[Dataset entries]
□ □ □ □
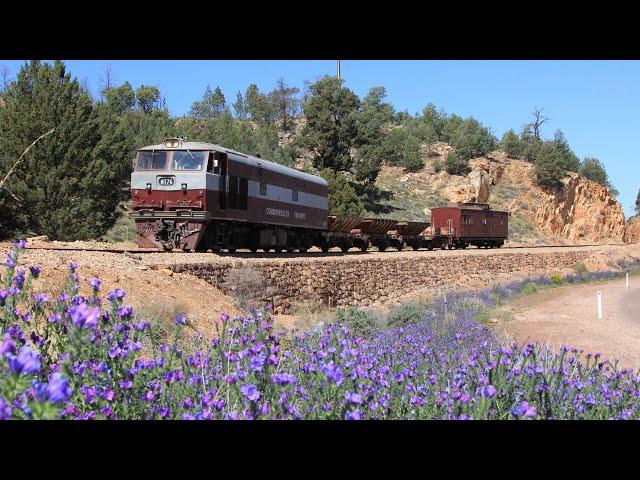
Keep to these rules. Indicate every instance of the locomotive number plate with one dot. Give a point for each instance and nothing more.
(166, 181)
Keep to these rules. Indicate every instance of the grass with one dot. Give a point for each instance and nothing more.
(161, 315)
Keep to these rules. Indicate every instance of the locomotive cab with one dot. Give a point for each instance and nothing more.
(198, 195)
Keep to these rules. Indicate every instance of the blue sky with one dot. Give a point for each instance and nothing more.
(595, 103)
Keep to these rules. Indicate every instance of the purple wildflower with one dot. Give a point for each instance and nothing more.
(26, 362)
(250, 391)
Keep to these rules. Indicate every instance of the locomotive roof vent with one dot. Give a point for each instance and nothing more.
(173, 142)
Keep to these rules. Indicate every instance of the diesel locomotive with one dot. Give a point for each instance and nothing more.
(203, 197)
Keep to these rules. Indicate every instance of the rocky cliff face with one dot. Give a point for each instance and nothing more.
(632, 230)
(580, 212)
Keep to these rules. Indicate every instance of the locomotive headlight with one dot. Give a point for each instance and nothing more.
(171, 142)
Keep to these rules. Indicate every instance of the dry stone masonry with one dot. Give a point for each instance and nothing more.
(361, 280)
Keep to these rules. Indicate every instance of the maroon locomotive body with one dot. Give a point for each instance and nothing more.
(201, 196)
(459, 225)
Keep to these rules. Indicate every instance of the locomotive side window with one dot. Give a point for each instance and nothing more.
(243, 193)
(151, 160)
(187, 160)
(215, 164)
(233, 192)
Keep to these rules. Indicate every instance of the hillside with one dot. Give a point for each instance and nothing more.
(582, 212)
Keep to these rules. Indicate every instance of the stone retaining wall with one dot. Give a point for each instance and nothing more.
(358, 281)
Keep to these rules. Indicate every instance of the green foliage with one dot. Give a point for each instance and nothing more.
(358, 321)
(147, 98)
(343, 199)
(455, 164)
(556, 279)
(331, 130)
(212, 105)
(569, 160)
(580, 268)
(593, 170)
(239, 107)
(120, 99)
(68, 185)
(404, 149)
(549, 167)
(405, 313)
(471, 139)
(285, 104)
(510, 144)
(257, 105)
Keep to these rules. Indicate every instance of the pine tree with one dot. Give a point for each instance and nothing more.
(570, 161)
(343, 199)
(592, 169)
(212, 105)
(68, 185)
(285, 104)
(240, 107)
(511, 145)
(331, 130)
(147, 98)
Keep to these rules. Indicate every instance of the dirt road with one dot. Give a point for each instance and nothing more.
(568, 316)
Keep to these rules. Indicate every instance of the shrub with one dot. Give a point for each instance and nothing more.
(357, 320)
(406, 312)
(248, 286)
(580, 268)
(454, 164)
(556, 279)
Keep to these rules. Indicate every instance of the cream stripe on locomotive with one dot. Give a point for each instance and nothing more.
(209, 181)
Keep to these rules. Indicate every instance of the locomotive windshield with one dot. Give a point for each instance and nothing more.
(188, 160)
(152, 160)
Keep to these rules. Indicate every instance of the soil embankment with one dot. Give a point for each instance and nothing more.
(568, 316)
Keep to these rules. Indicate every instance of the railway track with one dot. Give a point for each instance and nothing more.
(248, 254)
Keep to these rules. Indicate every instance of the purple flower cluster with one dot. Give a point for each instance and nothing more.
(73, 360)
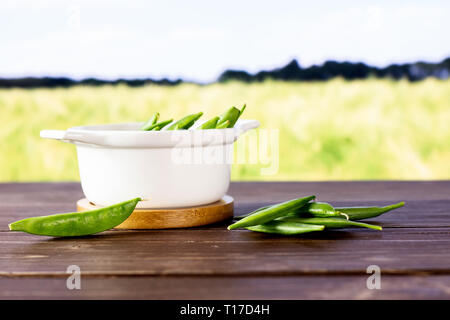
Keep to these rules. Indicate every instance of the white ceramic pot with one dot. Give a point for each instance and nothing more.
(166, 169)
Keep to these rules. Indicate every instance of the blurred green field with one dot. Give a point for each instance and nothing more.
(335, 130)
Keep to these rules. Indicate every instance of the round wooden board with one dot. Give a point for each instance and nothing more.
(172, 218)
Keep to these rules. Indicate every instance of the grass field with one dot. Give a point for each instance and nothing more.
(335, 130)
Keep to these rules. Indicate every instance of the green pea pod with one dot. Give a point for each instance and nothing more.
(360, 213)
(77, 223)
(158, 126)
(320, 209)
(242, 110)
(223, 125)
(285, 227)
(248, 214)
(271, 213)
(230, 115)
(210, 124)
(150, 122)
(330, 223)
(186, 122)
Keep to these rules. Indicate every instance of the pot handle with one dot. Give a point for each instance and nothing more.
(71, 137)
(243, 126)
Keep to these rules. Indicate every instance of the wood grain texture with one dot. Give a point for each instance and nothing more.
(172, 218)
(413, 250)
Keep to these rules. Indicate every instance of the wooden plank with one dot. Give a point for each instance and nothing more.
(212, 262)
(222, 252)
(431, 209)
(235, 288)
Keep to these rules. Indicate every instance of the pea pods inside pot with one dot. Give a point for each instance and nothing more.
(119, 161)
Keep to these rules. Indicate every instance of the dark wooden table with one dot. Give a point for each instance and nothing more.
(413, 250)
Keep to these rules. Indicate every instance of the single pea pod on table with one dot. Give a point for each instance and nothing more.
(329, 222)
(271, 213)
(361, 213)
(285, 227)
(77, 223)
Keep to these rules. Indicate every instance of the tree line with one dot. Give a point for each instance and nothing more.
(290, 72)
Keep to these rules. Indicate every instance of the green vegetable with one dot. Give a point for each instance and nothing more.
□ □ □ □
• _TASK GOAL_
Repeat the records above word for word. Pictures stay out of the copy.

• _YOUR SOLUTION_
Keep to these rules. Indicate every instance of the locomotive number plate with one dot. Give a point for each instance and nothing more.
(166, 181)
Keep to these rules. Indicate every instance of the grass with one dot. Give a point for each instance and nothing more.
(161, 315)
Keep to these rules. Indicate every instance of the locomotive cab with one dot. Give a point for each instance and nothing more.
(198, 195)
Keep to these rules. Indicate every instance of the blue sky with one dot. Give a point for each instance and nothing more.
(595, 103)
Keep to these rules. Indicate every instance of the purple wildflower with one dot. Give a point for each instance and nothing more.
(26, 362)
(250, 391)
Keep to these rules. Indicate every instance of the locomotive roof vent with one dot. Give a point for each instance and nothing more.
(173, 142)
Keep to these rules. Indicate every instance of the diesel locomotive with one dot. Give a point for each instance and nothing more.
(203, 197)
Keep to these rules. Indicate every instance of the rocky cliff face with one dot. Give a point for each instance and nothing more.
(632, 230)
(580, 212)
Keep to these rules. Indicate every instance of the locomotive headlight with one dot. Give a point for each instance and nothing more.
(171, 142)
Keep to these rules. Indicate every instance of the dry stone masonry with one dot. Give a point for each instance and nothing more.
(361, 280)
Keep to these rules. Indicate every instance of the maroon locomotive body with one dot. Give a point for each instance and nothing more.
(201, 196)
(459, 225)
Keep to these rules. Indicate every instance of the locomotive side window with one dot. Give a point for each instance and nothing more.
(243, 193)
(151, 160)
(187, 160)
(215, 164)
(233, 192)
Keep to these rules. Indicate every instance of the hillside with one dot. Give a point for each instance and nothing more.
(582, 212)
Keep to these rules. Indicate every instance of the stone retaining wall with one dot. Give a point for each instance and nothing more.
(358, 281)
Keep to these rules. Indicate every instance of the green foliage with one dot. Give a point for each instance and nothing more.
(358, 321)
(147, 98)
(343, 199)
(455, 164)
(556, 279)
(331, 130)
(212, 105)
(569, 160)
(580, 268)
(593, 170)
(239, 107)
(120, 99)
(68, 185)
(404, 149)
(549, 167)
(405, 313)
(471, 139)
(285, 104)
(510, 144)
(257, 105)
Keep to these rules. Indicate every instance of the pine tree with one dot. Give a point for each instance and nothing more.
(570, 161)
(343, 199)
(592, 169)
(212, 105)
(68, 185)
(285, 104)
(240, 107)
(511, 145)
(331, 130)
(147, 98)
Keep to these rules. Indicate every instance of the dirt road with one dot. Give a point for each instance and nothing more.
(568, 316)
Keep to these rules. Indicate every instance of the shrub with one dot. Give a point for each instance and nothing more.
(357, 320)
(406, 312)
(248, 286)
(580, 268)
(454, 164)
(556, 279)
Keep to these rules. Indicate every instance of the cream stripe on locomotive with one dot. Give a point for each instance and nothing more.
(209, 181)
Keep to these rules. Indicate every instance of the locomotive windshield with one dot. Give a point for each instance and nothing more.
(188, 160)
(152, 160)
Keep to these rules. Indicate every instance of the soil embankment with one dot. Give a point for each instance and nothing more.
(568, 316)
Keep to these rules. Indicate every instance of the railway track with one dot. Give a point for each instance and nothing more.
(248, 254)
Keep to these rules. Indicate every instance of the purple flower cluster with one dot. Give a point for each instance and nothing more.
(73, 360)
Keep to these rules. Indicate every instance of the white ceramic pot with one dot. Give a point for each instance and nothing more.
(166, 169)
Keep to these rules. Indicate every instance of the blurred green field with one dot. Give a point for each instance and nothing more.
(335, 130)
Keep to these rules. Indicate every instance of the round wooden board with one dot. Give a point for each instance and nothing more.
(172, 218)
Keep to these rules. Indicate every instance of the grass field with one dot. Give a point for each instance and nothing more.
(335, 130)
Keep to these rules. Indicate every instance of the green pea pod with one dot. Give a point for each instance and nothing more.
(360, 213)
(77, 223)
(158, 126)
(320, 209)
(242, 110)
(223, 125)
(285, 227)
(248, 214)
(271, 213)
(230, 115)
(210, 124)
(150, 122)
(330, 223)
(186, 122)
Keep to these rules. Indicate every instance of the pot handle with one dot. Give a point for each instance and nothing more.
(71, 137)
(243, 126)
Keep to these rules. Indicate every instance of the wood grain texture with one dot. Give a point for each instance and nothing more.
(172, 218)
(413, 250)
Keep to these rules. Indicate every instance of the wooden plank with one dot. Give a point for each instance and nothing more.
(212, 262)
(222, 252)
(431, 209)
(235, 288)
Keep to these rules. Indicate every instance of the pea pods inside pot with one dot. Give a point for each instance and nothing more.
(119, 161)
Keep to these rules. Indicate every instance of the dark wooden table with one dot. Give a point for each instance and nothing more.
(413, 250)
Keep to these rules. Indicate every instance of the single pea pod on table with one dot. Give a point for each instance and nothing more.
(329, 222)
(271, 213)
(361, 213)
(285, 227)
(77, 223)
Keep to these rules. Indicate every instance of the tree line with one dot. Give a point for each instance and nothing more.
(290, 72)
Keep to these rules. Indicate every instance of the green vegetable with one dot. Give a point for each instance and nothing more.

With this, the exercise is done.